[Directive] Set down the whole listing verbatim.

[Working data]

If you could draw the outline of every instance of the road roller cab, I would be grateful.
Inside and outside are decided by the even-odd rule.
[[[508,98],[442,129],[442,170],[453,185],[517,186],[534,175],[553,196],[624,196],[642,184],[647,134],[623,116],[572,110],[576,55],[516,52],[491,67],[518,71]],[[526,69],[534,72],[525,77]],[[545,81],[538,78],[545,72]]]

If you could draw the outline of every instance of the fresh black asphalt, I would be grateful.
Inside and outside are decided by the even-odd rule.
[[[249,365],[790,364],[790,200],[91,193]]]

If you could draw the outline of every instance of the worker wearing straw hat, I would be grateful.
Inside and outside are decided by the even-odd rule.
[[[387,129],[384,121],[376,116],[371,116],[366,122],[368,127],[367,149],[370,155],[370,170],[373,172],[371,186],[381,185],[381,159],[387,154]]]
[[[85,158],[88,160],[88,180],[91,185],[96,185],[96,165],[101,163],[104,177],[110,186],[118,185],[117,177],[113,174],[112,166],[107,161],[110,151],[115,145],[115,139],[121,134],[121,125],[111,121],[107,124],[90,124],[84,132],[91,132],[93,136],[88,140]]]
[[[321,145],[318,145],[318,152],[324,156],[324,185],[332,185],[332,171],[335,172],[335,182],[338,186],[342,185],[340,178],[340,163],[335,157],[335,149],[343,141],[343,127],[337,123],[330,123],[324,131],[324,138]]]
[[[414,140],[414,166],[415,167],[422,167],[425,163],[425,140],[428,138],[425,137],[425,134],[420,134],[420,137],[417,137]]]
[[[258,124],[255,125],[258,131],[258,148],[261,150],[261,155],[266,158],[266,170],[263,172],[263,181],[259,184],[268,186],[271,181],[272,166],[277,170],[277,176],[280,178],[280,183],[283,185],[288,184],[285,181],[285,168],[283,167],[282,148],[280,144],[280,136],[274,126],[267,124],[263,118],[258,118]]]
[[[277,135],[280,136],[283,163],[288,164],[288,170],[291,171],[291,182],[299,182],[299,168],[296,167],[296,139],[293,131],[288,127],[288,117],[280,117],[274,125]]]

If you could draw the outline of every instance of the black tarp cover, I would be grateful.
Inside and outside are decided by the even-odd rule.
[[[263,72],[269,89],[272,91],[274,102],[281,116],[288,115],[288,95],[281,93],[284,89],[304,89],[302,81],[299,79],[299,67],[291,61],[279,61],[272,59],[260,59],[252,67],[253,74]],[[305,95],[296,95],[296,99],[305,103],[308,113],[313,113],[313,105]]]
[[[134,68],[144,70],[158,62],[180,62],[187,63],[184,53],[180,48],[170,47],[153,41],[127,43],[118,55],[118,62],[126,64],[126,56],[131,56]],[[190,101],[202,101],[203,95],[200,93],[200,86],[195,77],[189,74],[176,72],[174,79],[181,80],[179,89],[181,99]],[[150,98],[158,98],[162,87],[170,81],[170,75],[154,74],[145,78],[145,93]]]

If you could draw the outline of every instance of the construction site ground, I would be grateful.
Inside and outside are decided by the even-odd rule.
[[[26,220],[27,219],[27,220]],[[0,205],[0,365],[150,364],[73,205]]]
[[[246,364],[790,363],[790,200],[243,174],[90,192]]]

[Exercise result]
If you could draw the outline of every instance of the road roller cab, I would be grateful.
Inside and outside are decided by the even-odd rule.
[[[508,98],[442,129],[442,170],[453,185],[517,186],[534,175],[553,196],[624,196],[642,184],[647,134],[623,116],[572,110],[576,55],[516,52],[491,67],[518,71]],[[526,69],[534,72],[525,77]],[[545,81],[538,78],[545,72]]]

If you could draw the outline of every instance of the fresh black asphalt, I would be grateful.
Inside and outside are decided by the even-odd rule.
[[[249,365],[790,364],[790,200],[91,193]]]

If you could draw the outline of every instance of the worker wearing straw hat, I would be grateful.
Inside and outside are decided by the even-odd rule.
[[[387,129],[384,121],[376,116],[371,116],[366,122],[368,127],[367,149],[370,155],[370,170],[373,172],[371,186],[381,185],[381,159],[387,154]]]
[[[85,158],[88,160],[88,180],[91,185],[96,185],[96,165],[101,163],[104,177],[110,186],[118,185],[117,177],[113,174],[112,166],[107,161],[110,151],[115,145],[115,139],[121,134],[121,125],[111,121],[107,124],[90,124],[84,132],[91,132],[93,136],[88,140]]]
[[[321,145],[318,145],[318,152],[324,156],[324,185],[332,185],[332,171],[335,172],[335,182],[338,186],[342,185],[340,178],[340,163],[335,157],[335,149],[343,141],[343,127],[337,123],[330,123],[324,131],[324,138]]]
[[[414,140],[414,166],[415,167],[422,167],[425,163],[425,140],[428,138],[425,137],[425,134],[420,134],[420,137],[417,137]]]
[[[258,124],[255,125],[258,131],[258,148],[261,150],[261,155],[266,158],[266,170],[263,172],[263,181],[259,184],[268,186],[271,181],[272,166],[277,170],[277,176],[280,178],[280,183],[283,185],[288,184],[285,181],[285,168],[283,167],[282,148],[280,144],[280,136],[274,126],[267,124],[263,118],[258,118]]]
[[[277,135],[280,136],[283,163],[288,164],[288,170],[291,171],[291,182],[299,182],[299,168],[296,167],[296,139],[293,131],[288,127],[288,117],[280,117],[274,125]]]

If you could draw the outline of every instance of the black tarp cover, I would be grateful.
Inside and outside are decided by the even-odd rule.
[[[263,72],[269,89],[272,91],[274,102],[281,116],[288,115],[288,95],[281,93],[284,89],[304,89],[302,81],[299,79],[299,67],[291,61],[279,61],[272,59],[260,59],[252,67],[253,74]],[[305,95],[296,95],[296,99],[305,103],[308,113],[313,113],[313,105]]]
[[[134,68],[144,70],[158,62],[180,62],[187,63],[184,53],[180,48],[170,47],[153,41],[127,43],[118,55],[118,62],[126,64],[126,56],[131,56]],[[190,101],[202,101],[203,95],[200,93],[200,86],[195,77],[189,74],[176,72],[174,79],[181,80],[179,89],[181,99]],[[150,98],[158,98],[162,87],[170,81],[170,75],[154,74],[145,78],[145,93]]]

If you could draw the outline of every instance of the construction site ground, I would be grateful.
Inside and outside are decided by the even-odd rule.
[[[26,220],[27,219],[27,220]],[[0,205],[0,365],[150,364],[73,205]]]
[[[246,364],[790,363],[790,200],[243,174],[90,192]]]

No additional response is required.